→ 練習課題:
a: ゴミ屋敷清掃の記事で、現場となった一軒家の間取りは何ですか？
b: ゴミ屋敷清掃の記事にある「現場は大阪府内某所の住宅街にある3LDKの一軒家だった。」を英語に訳してください。
c: ゴミ屋敷清掃の記事のうち、「本連載では、さまざまな事情を」から「見文直氏が当時の様子を語る。」までをそのまま書き写してください。

→ 本文抜粋:
┏━━
病院で息を引き取った父の家に行くと、そこはネズミの巣窟になっていた。2階にあった子ども部屋は自分が住んでいたときのまま残されていたが、ネズミに荒らされ、床にはその糞が大量に散らばっていた。
本連載では、さまざまな事情を抱え「ゴミ屋敷」となってしまった家に暮らす人たちの“孤独”と、片付けの先に見いだした“希望”に焦点をあてる。
亡き父のゴミ屋敷清掃を依頼した息子(40代)は何を想うのか。YouTube「イーブイ片付けチャンネル」で多くの事例を配信する、ゴミ屋敷・不用品回収の専門業者「イーブイ」(大阪府)の代表・二見文直氏が当時の様子を語る。
動画:ネズミが飛び出すゴミ屋敷!6人で8トン分〜1日の片付けに密着〜
「使用済みティッシュ」で埋め尽くされたリビング
現場は大阪府内某所の住宅街にある3LDKの一軒家だった。
築年数は古いものの外観は立派なもので、外から眺めていると、中年の夫婦が定年後の時間を過ごし、働きに出た子どもたちがたまに帰ってくるような、至って普通の生活が営まれているように見える。
しかし、玄関の扉を開けた瞬間、動物の臭いがするのだ。ペットを飼っているわけではない。なぜなら、この家にはもう誰も住んでいないからだ。
┗━━
→ 演習データ:
┏━━
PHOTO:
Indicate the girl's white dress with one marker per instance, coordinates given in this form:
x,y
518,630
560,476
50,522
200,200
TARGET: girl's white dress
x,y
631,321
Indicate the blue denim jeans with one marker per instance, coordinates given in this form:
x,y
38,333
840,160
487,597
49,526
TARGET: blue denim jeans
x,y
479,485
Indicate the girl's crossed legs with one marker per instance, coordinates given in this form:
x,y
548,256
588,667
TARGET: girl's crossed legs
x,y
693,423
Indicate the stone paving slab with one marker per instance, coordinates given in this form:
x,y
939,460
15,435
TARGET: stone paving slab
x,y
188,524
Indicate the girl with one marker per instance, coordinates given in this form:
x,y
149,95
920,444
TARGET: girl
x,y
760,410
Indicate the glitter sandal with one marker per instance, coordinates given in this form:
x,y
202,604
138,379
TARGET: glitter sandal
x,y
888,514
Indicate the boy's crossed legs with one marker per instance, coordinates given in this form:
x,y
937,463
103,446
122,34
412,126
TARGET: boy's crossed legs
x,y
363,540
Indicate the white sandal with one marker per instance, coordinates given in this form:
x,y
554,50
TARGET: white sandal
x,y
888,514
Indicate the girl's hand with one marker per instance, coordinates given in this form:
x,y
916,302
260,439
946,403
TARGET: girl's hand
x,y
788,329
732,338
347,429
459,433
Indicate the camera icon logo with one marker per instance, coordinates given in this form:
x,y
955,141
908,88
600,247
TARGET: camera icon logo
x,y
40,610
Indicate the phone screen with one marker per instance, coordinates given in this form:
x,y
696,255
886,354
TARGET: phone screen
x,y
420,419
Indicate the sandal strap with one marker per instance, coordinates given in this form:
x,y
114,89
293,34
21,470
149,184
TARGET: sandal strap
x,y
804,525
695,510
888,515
┗━━
→ 課題別の結果:
a: 3LDK

b: The site was a 3LDK detached house in a residential neighborhood somewhere in Osaka Prefecture.

c:
本連載では、さまざまな事情を抱え「ゴミ屋敷」となってしまった家に暮らす人たちの“孤独”と、片付けの先に見いだした“希望”に焦点をあてる。
亡き父のゴミ屋敷清掃を依頼した息子(40代)は何を想うのか。YouTube「イーブイ片付けチャンネル」で多くの事例を配信する、ゴミ屋敷・不用品回収の専門業者「イーブイ」(大阪府)の代表・二見文直氏が当時の様子を語る。